■ Given problem ■
Change "black trousers" to "dark pants" in the records from the start through the line containing "[153,68,187,119]", and write those lines out again with nothing else altered.

A run of records
* * * * * * *
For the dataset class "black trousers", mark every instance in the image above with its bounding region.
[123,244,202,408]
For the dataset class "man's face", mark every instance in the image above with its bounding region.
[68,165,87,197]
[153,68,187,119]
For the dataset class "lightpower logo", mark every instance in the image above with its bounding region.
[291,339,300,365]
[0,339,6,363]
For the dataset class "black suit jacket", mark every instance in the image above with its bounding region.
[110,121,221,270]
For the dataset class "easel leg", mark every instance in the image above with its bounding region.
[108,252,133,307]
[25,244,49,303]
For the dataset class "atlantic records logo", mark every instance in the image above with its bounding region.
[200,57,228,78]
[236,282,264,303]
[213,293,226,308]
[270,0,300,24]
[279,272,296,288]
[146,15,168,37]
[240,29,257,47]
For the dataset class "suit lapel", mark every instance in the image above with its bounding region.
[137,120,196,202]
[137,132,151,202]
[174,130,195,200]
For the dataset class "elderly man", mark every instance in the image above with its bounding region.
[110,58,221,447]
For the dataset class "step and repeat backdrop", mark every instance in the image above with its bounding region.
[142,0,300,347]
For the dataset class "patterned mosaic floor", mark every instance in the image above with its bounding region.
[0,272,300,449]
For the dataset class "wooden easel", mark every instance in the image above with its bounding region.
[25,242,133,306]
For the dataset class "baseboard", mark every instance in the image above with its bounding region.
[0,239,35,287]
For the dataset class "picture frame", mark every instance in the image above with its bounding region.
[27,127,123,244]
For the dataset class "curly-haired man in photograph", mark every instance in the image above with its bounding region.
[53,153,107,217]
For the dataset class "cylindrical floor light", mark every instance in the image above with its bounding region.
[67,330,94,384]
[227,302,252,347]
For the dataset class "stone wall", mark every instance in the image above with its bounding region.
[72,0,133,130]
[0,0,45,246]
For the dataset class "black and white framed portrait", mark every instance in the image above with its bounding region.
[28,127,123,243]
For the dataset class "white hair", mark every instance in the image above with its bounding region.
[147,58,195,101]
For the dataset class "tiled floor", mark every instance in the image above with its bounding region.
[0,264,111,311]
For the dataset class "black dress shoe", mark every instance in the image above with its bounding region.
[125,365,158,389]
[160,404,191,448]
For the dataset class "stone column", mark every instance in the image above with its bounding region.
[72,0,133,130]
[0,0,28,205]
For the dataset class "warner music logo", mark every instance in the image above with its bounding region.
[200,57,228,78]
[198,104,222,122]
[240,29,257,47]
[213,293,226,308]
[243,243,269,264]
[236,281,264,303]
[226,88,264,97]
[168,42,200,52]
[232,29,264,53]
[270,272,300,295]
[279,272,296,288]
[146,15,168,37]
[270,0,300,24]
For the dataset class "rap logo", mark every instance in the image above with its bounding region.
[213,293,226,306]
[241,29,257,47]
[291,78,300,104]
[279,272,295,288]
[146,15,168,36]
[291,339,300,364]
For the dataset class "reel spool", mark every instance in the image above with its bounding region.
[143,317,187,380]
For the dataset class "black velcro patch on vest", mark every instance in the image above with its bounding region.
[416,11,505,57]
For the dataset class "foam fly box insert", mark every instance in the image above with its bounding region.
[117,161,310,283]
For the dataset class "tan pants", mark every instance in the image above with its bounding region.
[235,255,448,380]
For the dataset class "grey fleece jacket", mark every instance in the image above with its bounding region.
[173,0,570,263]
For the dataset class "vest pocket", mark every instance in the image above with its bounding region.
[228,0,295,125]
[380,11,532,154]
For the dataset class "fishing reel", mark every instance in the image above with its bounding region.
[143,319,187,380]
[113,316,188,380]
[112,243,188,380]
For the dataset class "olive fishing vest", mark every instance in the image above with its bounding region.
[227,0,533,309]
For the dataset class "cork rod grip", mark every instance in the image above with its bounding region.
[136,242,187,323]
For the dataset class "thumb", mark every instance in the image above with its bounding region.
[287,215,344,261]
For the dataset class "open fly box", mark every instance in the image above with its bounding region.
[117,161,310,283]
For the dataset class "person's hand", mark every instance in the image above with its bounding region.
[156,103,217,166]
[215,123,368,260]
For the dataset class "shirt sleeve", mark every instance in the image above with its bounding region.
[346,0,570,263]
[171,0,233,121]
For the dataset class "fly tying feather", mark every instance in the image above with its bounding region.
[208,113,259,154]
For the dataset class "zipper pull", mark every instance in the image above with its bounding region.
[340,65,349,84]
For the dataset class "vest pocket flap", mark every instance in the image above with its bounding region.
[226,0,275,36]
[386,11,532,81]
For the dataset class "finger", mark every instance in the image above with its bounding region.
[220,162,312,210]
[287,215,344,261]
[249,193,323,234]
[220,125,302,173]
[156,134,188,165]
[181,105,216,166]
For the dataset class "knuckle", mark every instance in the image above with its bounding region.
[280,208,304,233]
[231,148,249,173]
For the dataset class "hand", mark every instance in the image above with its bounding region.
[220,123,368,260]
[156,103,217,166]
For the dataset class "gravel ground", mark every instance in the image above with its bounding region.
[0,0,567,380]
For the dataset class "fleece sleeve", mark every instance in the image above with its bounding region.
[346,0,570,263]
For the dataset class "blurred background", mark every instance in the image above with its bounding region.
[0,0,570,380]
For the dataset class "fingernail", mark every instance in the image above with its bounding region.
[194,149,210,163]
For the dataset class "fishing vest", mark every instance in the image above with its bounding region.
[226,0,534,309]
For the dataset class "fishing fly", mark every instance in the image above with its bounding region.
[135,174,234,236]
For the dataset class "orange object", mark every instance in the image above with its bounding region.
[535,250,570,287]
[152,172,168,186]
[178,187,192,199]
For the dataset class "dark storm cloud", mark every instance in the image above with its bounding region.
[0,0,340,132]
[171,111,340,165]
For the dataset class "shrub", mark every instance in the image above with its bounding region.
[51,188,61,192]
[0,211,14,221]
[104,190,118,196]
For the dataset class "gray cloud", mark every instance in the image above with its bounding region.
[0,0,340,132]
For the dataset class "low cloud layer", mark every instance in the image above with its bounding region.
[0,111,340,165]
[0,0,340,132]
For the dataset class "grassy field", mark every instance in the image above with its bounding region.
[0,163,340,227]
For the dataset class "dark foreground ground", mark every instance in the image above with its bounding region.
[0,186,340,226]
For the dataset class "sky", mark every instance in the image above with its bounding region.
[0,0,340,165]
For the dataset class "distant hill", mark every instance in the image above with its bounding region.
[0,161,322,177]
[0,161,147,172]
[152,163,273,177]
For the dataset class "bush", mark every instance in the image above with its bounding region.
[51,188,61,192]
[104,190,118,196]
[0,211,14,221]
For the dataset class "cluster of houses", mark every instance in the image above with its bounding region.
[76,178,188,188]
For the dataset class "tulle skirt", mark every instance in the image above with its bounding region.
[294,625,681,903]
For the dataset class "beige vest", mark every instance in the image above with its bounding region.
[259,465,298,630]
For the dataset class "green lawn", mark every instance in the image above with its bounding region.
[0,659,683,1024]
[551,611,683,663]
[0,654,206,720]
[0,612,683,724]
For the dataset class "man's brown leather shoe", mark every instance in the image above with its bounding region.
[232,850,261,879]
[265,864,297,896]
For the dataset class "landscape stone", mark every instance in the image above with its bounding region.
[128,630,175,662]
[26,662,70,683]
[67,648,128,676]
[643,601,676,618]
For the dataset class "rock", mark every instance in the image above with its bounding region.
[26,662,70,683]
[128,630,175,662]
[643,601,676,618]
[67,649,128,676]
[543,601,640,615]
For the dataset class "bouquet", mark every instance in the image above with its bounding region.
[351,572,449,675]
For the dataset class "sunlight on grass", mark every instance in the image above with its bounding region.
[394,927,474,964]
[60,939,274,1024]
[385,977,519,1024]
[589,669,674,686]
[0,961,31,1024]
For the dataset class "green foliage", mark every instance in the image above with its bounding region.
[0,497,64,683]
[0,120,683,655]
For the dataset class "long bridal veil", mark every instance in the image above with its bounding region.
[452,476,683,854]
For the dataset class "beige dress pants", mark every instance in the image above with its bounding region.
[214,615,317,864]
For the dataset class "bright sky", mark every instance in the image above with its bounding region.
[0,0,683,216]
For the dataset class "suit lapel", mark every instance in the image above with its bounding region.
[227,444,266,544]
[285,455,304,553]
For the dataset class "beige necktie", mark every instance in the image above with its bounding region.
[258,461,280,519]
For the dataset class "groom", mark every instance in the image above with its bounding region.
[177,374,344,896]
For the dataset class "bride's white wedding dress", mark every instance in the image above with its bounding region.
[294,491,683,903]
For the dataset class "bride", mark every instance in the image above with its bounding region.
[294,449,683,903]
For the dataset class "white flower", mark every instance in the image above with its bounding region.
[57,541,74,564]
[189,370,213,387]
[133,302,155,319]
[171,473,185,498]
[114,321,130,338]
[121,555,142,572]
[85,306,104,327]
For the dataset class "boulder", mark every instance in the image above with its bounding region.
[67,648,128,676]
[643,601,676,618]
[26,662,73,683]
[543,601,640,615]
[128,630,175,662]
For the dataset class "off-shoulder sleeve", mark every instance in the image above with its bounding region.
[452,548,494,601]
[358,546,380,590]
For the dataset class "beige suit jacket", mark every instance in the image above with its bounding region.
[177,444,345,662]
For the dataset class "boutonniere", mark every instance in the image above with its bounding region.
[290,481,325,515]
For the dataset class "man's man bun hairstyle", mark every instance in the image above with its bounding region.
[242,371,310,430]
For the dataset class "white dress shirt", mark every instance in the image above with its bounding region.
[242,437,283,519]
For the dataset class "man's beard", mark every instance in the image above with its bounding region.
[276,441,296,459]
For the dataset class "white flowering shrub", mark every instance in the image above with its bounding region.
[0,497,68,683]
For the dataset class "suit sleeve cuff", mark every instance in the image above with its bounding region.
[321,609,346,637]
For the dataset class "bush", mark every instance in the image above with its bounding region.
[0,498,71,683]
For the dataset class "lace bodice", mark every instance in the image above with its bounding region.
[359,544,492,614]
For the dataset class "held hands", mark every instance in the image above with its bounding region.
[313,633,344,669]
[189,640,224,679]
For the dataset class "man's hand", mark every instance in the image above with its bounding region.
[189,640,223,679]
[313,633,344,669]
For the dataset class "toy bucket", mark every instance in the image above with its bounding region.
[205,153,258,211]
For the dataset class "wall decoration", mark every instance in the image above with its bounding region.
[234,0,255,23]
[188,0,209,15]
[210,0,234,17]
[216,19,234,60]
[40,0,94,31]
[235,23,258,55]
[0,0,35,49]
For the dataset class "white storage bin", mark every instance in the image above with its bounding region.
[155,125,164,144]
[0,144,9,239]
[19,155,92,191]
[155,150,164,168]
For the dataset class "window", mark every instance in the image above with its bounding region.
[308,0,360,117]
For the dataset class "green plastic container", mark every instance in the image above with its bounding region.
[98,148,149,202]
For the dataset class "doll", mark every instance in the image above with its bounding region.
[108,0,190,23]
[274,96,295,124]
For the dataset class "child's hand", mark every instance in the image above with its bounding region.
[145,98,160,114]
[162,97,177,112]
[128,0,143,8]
* * * * * * *
■ Response for this exercise ■
For the dataset class "dark pants", mark every instance in the image above with its bounding region.
[123,244,202,408]
For the dataset class "man's face", mark every instance in the image above with its bounding region.
[68,165,87,197]
[153,68,187,119]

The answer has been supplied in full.